[Rows from a pointing dataset]
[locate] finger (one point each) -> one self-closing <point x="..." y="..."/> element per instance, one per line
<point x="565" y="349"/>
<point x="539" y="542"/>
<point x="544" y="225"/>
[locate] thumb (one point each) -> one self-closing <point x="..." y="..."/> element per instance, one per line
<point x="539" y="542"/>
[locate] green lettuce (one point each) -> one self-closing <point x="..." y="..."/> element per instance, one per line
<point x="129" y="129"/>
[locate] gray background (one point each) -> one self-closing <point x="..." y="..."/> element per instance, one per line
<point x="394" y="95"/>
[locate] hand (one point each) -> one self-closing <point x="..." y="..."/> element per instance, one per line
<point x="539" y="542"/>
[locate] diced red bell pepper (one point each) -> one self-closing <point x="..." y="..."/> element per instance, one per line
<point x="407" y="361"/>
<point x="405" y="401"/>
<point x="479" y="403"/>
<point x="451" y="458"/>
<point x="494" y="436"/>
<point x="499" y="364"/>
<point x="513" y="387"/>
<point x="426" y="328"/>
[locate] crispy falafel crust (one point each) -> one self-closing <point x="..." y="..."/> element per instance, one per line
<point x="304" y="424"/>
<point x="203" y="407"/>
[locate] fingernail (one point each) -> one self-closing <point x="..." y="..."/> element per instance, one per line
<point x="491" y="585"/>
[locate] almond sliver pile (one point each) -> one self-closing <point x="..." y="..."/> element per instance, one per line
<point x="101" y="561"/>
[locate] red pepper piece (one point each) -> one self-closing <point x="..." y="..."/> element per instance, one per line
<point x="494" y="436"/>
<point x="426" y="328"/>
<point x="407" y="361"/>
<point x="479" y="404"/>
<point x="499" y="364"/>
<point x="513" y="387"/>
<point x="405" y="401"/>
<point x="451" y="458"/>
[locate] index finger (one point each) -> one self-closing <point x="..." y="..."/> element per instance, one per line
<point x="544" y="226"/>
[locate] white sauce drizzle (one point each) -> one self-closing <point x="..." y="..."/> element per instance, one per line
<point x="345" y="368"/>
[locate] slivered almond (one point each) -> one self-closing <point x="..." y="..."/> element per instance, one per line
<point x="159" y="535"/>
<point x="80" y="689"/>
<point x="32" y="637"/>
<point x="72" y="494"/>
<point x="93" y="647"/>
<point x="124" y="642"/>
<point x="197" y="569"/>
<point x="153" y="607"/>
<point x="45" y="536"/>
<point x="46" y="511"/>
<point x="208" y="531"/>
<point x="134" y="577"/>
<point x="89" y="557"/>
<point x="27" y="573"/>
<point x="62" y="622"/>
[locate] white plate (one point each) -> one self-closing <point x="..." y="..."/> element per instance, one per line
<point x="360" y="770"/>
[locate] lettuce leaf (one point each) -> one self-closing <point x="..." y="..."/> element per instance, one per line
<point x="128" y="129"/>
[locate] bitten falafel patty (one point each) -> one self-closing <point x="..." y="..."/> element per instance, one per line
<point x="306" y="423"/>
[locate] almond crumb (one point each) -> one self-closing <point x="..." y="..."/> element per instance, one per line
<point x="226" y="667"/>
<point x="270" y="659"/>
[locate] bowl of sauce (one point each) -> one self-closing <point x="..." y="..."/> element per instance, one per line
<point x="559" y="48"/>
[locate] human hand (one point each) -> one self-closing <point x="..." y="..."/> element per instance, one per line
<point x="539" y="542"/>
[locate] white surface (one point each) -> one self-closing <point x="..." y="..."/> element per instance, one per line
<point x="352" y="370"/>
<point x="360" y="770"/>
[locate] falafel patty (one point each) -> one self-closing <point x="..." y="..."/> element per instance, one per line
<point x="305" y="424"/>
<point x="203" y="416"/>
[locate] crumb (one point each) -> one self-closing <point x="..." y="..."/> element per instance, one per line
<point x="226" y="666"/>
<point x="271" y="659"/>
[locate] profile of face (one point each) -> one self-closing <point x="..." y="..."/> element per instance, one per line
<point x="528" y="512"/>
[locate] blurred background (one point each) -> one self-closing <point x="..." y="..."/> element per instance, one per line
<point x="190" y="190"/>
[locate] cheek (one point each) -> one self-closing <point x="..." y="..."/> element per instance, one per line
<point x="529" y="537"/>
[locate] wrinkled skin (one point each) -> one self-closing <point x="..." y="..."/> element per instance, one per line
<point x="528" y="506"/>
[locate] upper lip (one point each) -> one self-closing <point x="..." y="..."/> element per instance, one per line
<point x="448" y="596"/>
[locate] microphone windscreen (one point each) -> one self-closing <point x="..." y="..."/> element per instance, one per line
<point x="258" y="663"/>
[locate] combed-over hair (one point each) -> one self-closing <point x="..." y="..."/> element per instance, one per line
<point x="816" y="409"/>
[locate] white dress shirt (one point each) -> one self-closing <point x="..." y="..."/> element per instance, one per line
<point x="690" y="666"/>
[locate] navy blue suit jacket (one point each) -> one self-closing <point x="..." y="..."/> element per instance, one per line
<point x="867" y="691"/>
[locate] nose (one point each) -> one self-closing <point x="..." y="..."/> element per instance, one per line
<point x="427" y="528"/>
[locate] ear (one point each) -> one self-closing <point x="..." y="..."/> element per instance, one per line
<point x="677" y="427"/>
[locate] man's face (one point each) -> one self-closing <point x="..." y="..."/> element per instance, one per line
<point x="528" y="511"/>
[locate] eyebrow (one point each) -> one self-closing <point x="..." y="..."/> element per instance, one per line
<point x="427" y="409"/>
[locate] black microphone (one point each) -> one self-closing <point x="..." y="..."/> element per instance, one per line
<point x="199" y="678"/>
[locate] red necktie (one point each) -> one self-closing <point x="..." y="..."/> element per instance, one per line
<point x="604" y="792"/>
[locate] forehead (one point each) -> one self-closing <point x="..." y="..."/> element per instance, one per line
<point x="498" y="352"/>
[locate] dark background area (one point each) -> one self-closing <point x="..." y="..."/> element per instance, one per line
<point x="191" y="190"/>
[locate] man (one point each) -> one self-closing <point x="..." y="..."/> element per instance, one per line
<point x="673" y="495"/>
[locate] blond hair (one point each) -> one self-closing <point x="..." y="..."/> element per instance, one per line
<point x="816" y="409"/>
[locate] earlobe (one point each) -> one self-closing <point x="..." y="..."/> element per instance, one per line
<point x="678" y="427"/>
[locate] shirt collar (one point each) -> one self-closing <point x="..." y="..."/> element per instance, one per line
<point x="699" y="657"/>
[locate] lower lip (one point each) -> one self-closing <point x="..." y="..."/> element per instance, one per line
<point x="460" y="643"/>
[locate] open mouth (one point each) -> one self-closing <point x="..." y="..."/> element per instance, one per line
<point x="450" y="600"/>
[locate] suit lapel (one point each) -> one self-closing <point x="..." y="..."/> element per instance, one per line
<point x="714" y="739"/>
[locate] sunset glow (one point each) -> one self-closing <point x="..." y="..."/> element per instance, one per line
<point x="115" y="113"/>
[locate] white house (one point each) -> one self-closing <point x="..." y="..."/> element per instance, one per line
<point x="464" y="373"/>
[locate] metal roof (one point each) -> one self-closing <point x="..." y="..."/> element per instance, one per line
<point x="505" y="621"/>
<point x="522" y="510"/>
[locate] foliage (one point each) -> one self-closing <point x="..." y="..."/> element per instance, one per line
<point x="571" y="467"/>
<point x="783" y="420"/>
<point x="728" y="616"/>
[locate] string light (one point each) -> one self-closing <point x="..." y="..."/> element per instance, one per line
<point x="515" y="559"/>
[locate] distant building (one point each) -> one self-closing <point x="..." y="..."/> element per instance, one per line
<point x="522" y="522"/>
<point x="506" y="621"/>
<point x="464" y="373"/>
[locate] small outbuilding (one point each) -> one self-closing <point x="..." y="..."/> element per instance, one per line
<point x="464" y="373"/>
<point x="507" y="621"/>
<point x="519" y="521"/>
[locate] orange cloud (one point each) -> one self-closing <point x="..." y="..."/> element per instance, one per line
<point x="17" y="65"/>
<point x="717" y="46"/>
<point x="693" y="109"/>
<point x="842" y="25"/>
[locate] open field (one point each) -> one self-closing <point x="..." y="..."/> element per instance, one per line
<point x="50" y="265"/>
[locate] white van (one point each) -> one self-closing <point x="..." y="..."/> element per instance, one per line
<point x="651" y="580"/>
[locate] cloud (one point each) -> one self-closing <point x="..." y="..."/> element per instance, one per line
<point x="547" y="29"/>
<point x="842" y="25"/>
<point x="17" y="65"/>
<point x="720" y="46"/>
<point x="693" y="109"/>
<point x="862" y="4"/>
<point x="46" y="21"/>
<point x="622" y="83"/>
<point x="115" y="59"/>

WHAT YOU WILL DO: Write out exactly the lines of the entries above that run from the line containing "[locate] metal roof" through the last line, including both.

ANSWER TO THE TASK:
[locate] metal roof (one point each) -> one self-closing <point x="..." y="..."/> element per instance, one per line
<point x="505" y="621"/>
<point x="522" y="510"/>
[locate] foliage (one point each) -> one self-closing <point x="..." y="..."/> element per instance, one per line
<point x="571" y="467"/>
<point x="783" y="420"/>
<point x="728" y="616"/>
[locate] string light (one point each) -> one self-closing <point x="..." y="..."/> element per instance, one per line
<point x="515" y="559"/>
[locate] distant building (one point each) -> one self-closing <point x="..." y="..."/> element per instance, one per line
<point x="522" y="522"/>
<point x="506" y="621"/>
<point x="464" y="373"/>
[locate] small outbuilding (one point each) -> one self-closing <point x="..." y="..."/> element per instance, one per line
<point x="464" y="373"/>
<point x="507" y="621"/>
<point x="519" y="521"/>
[locate] orange cloud (one point each) -> one self-closing <point x="..." y="..."/> element per instance, one per line
<point x="17" y="65"/>
<point x="717" y="46"/>
<point x="693" y="109"/>
<point x="842" y="25"/>
[locate] open field (one point each) -> one self-closing <point x="..." y="..."/> element per instance, one per line
<point x="50" y="265"/>
[locate] white van (one point each) -> one self-closing <point x="..." y="..."/> element per instance, one per line
<point x="651" y="580"/>
[locate] cloud (one point each) -> one self-closing <point x="..." y="..."/> element per instance, one per line
<point x="547" y="29"/>
<point x="842" y="25"/>
<point x="17" y="65"/>
<point x="720" y="46"/>
<point x="693" y="109"/>
<point x="862" y="4"/>
<point x="46" y="21"/>
<point x="622" y="83"/>
<point x="115" y="59"/>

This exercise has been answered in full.